Edward M. Flynn, son of a longtime Boston mayor, posted a solid victory Tuesday night in a City Council district that includes South Boston, Chinatown, the South End, and Bay Village. Winning 56 percent of the preliminary election vote, he will face former Menino administration aide Michael Kelley in the November final.

Voters from Roxbury to East Boston picked the finalists in four council races in all. Several of them pitted Boston’s political establishment against upstart candidates who hail from changing neighborhoods.

In a closely watched race in District 1, covering East Boston, the North End, and Charlestown, Stephen Passacantilli, who is close to Boston Mayor Martin J. Walsh, scraped past East Boston attorney Lydia Edwards by just 77 votes, according to unofficial results.

Kim Janey, senior project director at Massachusetts Advocates for Children, secured the highest vote total in District 7, the seat that Councilor Tito Jackson is vacating in order to run for mayor. Rufus J. Faulk, program director for an antiviolence group, narrowly scored a second-place finish over community activist Deeqo Jibril, who fled Somalia as a child.

The top two vote recipients in each race — for Districts 1, 2, 7, and 9 — will proceed to the municipal elections on Nov. 7.

There was no preliminary election for the council’s four at-large spots or for five of its district seats, due to a lack of challengers.

Although voter turnout citywide remained low, areas with competitive council races were dotted with campaign signs and increased political activity.

EXERCISE REQUIREMENTS
A. In the Boston City Council election article, by how many votes did Stephen Passacantilli finish ahead of Lydia Edwards?
B. Reproduce the Boston City Council election article word for word, from "Edward M. Flynn, son" to "to unofficial results.", inclusive.

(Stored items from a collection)
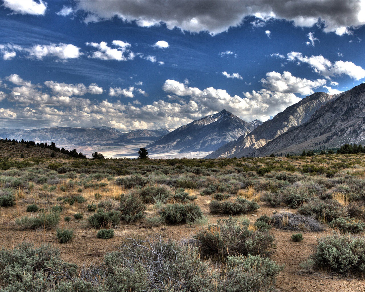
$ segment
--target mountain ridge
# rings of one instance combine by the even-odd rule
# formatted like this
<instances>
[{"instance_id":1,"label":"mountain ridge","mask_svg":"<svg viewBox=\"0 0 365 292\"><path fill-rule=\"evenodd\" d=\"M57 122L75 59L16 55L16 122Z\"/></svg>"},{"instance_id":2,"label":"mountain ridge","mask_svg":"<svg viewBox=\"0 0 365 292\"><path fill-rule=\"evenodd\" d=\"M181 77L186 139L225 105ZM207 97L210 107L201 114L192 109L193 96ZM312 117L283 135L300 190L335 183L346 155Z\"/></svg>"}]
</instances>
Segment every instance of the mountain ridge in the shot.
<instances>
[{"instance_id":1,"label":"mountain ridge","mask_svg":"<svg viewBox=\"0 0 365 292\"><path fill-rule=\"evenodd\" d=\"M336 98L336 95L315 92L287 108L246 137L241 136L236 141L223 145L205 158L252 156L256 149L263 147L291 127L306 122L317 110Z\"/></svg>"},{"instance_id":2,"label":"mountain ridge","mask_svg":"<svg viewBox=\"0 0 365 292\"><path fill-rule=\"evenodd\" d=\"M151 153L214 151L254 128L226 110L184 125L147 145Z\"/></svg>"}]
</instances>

FINAL RESULTS
A. 77 votes

B.
Edward M. Flynn, son of a longtime Boston mayor, posted a solid victory Tuesday night in a City Council district that includes South Boston, Chinatown, the South End, and Bay Village. Winning 56 percent of the preliminary election vote, he will face former Menino administration aide Michael Kelley in the November final.

Voters from Roxbury to East Boston picked the finalists in four council races in all. Several of them pitted Boston’s political establishment against upstart candidates who hail from changing neighborhoods.

In a closely watched race in District 1, covering East Boston, the North End, and Charlestown, Stephen Passacantilli, who is close to Boston Mayor Martin J. Walsh, scraped past East Boston attorney Lydia Edwards by just 77 votes, according to unofficial results.